→ **YOUR TASK**:
Scan the records below and copy every line that contains the string "area".

+++ MATERIAL SHOWN

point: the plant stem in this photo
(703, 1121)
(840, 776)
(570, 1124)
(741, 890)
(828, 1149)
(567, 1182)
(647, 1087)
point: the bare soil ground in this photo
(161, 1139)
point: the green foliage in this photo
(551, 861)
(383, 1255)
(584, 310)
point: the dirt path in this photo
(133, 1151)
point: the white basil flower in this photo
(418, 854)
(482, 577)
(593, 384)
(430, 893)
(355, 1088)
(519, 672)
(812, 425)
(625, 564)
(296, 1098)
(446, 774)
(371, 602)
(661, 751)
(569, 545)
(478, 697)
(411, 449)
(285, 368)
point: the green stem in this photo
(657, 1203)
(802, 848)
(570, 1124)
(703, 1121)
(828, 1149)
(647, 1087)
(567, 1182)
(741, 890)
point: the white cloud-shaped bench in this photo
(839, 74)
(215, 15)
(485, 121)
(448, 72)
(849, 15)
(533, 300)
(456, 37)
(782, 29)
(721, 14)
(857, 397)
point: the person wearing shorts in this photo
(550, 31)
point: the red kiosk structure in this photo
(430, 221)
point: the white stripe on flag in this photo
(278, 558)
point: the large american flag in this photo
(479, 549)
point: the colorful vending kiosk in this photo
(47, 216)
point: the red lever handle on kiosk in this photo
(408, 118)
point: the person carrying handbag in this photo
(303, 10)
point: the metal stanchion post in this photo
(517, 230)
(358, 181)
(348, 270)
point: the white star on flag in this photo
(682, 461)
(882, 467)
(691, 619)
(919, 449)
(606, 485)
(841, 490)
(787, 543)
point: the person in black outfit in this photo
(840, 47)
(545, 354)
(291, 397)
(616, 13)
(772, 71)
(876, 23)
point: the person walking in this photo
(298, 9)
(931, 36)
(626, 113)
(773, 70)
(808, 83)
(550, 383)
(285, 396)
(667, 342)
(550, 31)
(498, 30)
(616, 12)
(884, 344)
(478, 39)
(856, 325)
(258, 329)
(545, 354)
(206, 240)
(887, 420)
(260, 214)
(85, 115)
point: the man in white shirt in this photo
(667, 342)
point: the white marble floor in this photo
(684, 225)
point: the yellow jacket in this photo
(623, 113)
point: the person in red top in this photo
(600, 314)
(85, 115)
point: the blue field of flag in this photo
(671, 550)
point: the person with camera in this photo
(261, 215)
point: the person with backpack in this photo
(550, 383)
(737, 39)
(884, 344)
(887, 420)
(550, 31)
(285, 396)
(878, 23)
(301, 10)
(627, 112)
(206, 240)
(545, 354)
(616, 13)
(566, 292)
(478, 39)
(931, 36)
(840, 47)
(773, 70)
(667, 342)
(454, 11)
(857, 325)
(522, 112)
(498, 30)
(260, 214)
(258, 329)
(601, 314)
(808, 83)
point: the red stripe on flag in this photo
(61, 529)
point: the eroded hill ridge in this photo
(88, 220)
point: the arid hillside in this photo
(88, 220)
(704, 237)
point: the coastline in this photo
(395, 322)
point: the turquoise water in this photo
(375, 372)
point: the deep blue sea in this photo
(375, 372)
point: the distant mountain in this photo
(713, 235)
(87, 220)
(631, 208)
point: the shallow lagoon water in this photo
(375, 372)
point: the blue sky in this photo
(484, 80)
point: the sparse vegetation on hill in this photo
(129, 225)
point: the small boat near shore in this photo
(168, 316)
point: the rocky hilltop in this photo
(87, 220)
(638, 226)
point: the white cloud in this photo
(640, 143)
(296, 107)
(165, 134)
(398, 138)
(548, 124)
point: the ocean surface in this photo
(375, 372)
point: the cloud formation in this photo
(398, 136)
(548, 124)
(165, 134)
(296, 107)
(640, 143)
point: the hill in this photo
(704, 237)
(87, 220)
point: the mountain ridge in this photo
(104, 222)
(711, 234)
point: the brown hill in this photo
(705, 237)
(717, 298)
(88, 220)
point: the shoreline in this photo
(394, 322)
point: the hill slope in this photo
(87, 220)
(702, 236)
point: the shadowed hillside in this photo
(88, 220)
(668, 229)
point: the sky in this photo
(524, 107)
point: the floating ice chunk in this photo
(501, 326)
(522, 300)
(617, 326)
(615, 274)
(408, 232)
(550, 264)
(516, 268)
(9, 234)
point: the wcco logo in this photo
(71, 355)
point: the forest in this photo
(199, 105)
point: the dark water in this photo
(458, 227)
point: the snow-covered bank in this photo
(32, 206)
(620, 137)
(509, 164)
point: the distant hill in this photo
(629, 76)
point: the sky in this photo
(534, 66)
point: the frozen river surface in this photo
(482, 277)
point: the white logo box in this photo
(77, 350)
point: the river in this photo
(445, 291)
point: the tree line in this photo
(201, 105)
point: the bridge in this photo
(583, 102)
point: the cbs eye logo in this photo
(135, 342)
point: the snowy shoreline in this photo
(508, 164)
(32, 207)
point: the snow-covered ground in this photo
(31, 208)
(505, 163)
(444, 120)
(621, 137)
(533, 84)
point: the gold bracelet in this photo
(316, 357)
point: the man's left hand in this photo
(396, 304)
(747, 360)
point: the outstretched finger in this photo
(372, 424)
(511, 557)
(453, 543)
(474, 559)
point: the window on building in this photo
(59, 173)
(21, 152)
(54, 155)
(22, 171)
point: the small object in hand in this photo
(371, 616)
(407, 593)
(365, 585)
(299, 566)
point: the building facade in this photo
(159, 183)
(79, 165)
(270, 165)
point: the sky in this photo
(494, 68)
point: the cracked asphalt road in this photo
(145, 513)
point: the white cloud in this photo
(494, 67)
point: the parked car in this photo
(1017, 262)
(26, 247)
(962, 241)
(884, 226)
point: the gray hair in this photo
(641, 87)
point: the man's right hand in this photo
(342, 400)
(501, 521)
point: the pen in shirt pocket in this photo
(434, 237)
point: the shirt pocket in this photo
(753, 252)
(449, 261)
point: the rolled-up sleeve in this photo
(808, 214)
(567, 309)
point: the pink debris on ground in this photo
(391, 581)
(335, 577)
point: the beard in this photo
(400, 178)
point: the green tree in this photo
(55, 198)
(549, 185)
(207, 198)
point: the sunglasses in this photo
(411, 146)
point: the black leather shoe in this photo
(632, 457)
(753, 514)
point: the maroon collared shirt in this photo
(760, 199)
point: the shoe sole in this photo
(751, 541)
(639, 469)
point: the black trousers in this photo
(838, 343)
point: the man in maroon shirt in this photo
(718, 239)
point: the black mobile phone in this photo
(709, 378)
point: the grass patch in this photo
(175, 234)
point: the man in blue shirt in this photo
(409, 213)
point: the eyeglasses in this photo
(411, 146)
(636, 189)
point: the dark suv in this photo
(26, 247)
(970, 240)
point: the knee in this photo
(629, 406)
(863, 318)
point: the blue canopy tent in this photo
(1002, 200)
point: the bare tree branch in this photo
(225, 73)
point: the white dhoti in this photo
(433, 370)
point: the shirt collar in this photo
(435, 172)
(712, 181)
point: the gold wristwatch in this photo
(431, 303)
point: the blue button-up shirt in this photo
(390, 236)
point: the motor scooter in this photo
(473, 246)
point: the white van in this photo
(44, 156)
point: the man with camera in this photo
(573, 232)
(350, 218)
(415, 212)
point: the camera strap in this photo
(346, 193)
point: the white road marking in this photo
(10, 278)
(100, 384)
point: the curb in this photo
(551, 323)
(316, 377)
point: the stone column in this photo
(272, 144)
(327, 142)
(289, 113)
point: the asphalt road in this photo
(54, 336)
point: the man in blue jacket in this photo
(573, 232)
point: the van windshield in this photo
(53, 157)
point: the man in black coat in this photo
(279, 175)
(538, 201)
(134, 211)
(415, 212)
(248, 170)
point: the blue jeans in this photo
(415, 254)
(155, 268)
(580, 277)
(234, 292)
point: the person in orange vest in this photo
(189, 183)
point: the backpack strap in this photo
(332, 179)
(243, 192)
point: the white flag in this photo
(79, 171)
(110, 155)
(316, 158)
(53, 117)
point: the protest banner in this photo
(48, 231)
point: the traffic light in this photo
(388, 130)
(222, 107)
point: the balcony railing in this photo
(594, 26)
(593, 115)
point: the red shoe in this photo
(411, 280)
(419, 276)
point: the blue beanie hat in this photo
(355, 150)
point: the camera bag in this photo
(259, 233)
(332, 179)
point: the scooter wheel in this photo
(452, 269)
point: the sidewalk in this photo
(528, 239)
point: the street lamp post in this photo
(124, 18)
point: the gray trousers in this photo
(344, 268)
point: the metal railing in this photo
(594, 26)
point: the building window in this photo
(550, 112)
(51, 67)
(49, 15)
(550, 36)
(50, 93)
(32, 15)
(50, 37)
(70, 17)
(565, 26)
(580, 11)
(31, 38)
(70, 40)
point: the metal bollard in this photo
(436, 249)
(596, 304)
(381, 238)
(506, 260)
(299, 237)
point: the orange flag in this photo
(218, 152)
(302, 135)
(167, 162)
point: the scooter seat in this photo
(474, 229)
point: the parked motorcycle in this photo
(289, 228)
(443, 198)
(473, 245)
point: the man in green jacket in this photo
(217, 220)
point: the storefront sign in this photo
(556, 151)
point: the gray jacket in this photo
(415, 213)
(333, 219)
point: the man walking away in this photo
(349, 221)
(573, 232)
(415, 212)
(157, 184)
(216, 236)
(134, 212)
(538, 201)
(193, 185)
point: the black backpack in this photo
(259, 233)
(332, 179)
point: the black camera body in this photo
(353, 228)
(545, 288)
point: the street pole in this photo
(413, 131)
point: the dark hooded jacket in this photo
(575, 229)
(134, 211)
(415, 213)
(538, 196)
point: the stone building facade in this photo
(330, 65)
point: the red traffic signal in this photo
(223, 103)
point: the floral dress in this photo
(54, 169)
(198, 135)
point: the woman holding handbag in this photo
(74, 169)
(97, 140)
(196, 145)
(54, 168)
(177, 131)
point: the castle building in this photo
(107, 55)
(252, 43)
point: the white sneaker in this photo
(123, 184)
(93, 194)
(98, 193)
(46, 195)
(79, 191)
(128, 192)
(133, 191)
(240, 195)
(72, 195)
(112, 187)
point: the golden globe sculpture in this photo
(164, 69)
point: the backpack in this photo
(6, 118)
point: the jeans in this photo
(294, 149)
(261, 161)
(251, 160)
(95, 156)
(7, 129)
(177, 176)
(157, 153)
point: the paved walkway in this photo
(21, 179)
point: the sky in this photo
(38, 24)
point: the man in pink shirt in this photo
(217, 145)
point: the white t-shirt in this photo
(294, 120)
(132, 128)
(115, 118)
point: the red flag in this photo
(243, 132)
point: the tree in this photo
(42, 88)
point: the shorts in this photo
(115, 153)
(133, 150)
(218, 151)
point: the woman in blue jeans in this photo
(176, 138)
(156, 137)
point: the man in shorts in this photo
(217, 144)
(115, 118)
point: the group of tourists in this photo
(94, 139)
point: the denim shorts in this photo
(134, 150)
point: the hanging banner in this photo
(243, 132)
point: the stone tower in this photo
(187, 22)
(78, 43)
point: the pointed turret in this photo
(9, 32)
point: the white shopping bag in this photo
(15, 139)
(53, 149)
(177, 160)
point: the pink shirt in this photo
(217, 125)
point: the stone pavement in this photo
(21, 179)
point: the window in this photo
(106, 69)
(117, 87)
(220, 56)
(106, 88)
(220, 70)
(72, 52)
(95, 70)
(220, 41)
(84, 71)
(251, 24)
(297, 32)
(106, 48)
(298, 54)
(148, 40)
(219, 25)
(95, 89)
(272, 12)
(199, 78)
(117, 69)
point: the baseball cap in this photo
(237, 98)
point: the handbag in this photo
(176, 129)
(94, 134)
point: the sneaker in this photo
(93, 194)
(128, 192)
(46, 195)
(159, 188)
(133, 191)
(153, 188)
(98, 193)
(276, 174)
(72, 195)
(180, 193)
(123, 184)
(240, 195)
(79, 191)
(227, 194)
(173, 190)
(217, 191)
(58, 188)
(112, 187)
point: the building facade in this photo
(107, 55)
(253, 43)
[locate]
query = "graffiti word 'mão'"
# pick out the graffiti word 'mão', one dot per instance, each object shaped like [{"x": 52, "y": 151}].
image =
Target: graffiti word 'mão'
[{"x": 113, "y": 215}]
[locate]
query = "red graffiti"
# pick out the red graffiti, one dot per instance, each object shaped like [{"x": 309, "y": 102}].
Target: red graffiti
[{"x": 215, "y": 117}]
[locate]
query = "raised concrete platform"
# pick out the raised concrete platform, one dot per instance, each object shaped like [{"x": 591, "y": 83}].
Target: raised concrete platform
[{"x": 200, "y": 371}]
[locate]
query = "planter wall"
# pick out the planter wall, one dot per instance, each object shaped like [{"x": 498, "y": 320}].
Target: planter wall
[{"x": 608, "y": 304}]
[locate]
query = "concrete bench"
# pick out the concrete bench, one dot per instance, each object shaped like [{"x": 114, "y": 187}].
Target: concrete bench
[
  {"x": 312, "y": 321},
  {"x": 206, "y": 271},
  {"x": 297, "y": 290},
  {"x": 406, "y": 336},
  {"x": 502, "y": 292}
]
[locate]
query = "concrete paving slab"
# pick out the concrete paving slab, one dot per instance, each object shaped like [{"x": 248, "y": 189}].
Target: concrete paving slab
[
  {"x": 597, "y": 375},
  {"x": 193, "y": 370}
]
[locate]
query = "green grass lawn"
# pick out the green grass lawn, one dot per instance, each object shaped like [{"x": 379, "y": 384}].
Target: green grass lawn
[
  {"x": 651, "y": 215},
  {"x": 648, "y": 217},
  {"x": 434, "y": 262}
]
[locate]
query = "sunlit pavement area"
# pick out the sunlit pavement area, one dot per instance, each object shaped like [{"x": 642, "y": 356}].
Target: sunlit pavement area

++++++

→ **YOUR SOLUTION**:
query = "sunlit pavement area"
# pick out the sunlit pavement area, one dot per instance, each object shaped like [{"x": 642, "y": 356}].
Target: sunlit pavement area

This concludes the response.